___ AUSZUG AUS DOKUMENT
Politik

Niederlande schließen Europas größtes Erdgasfeld

Wegen zunehmender Erdbeben und Sicherheitsrisiken wird das niederländische Erdgasfeld bei Groningen ab dem Jahr 2030 geschlossen.
04.04.2018 17:02
Lesezeit: 2 min

Die Erdgasfördermenge an Europas größtem Gasfeld soll ab 2022 um zwei Drittel gesenkt werden und ab 2030 zum vollständigen Erliegen kommen. Dies gab der niederländische Wirtschaftsminister, Eric Wiebes, am vergangenen Donnerstag bekannt, wie Bloomberg berichtet. Energieversorger befürchten Energieengpässe in der kalten Jahreszeit. Die niederländische Regierung plant für diese Fälle das Anlegen eines Energiespeichers.

Bereits im Februar hatte die niederländische Behörde für Bergbausicherheit die Regierung mit Hinweis auf einzuhaltende Sicherheitsstandards aufgefordert, die Erdgasförderung in Groningen zurückzufahren. In der Vergangenheit war es immer wieder bei Erdbeben zu Sicherheitsrisiken im Gasfördergebiet durch Risse und Hohlräume in Gesteins- und Erdschichten gekommen. Gebildet werden diese durch bei der Gasförderung freigesetzte Gase.

Im Jahr 2014 hatte die niederländische Regierung die jährliche Fördermenge auf 21,6 Milliarden Kubikmeter begrenzt. Diese Menge entspricht rund fünf Prozent des gesamten Gasbedarfs der EU. Wie Wirtschaftsminister Wiebes nun bekanntgab, soll die Gasförderung bis Oktober 2022 auf 12 Milliarden Kubikmeter pro Jahr zurückgefahren werden. Anschließend soll sie sich in einem 12-Monatszeitraum auf 7,5 Milliarden Kubikmeter reduzieren und im Jahr 2030 ganz gestoppt werden.

Betrieben wird das Erdgasfeld von der niederländischen Gasunie. Diese befürchtet durch die Reduzierung das vermehrte Auftreten von Energieengpässen.  Um die Versorgungssicherheit garantieren zu können, ist das Vorhalten einer jährlichen Fördermenge von mindestens 14 Milliarden Kubikmetern notwendig, in besonders kalten Winter steigt der Erdgasbedarf auf 27 Milliarden Kubikmeter.

Das Groninger Gasfeld das größte Erdgasfeld in Europa. Von der Schließung des Groninger Erdgasfeldes sind nicht nur mehrere Millionen Haushalte in den Niederlanden, Deutschland, Belgien und Frankreich betroffen. Gleichzeitig bildet die Erdgasförderung auch eine Einnahmequelle für den niederländischen Staat. Im vergangenen Jahr erzielte das Land Einnahmen von rund 2 Milliarden Euro.
______
___ BEREITGESTELLTES MATERIAL
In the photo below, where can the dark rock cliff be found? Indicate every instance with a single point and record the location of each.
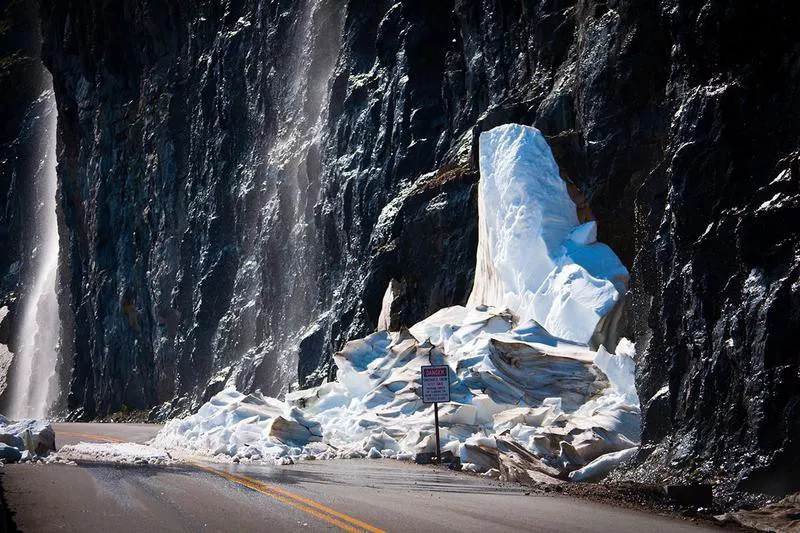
(242, 180)
(24, 103)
______
KURZE AUFGABE: Führe den Artikel über die Schließung des Groninger Erdgasfeldes fort und knüpfe dabei an seinen letzten Satz an.

SCHRIFTLICHE ANTWORT:
Um künftig nicht gänzlich vom Gasgeschäft abgeschnitten zu sein, gab die Regierung bekannt, stärker ins Flüssiggasgeschäft einsteigen zu wollen. So soll in den kommenden drei Jahren eine Gasspeicher- und Transformationsanlage zum Bauwert von 500 Millionen Euro errichtet werden, in dem aus Europa angekauftes Flüssiggas in Treibstoff umgewandelt werden kann. Aufgrund der sinkenden Groninger Fördermenge erwarten Ökonomen eine deutliche Belebung des Flüssiggasgeschäfts. Bezogen werden könnte das unter anderem aus Polen, welches in diesem Bereich eine Position als Energiedrehkreuz anstrebt. Bereits im vergangenen Jahr hat das Land mit den USA einen Gasliefervertrag geschlossen und in Swinemünde an der Ostsee ein Flüssiggasterminal errichtet.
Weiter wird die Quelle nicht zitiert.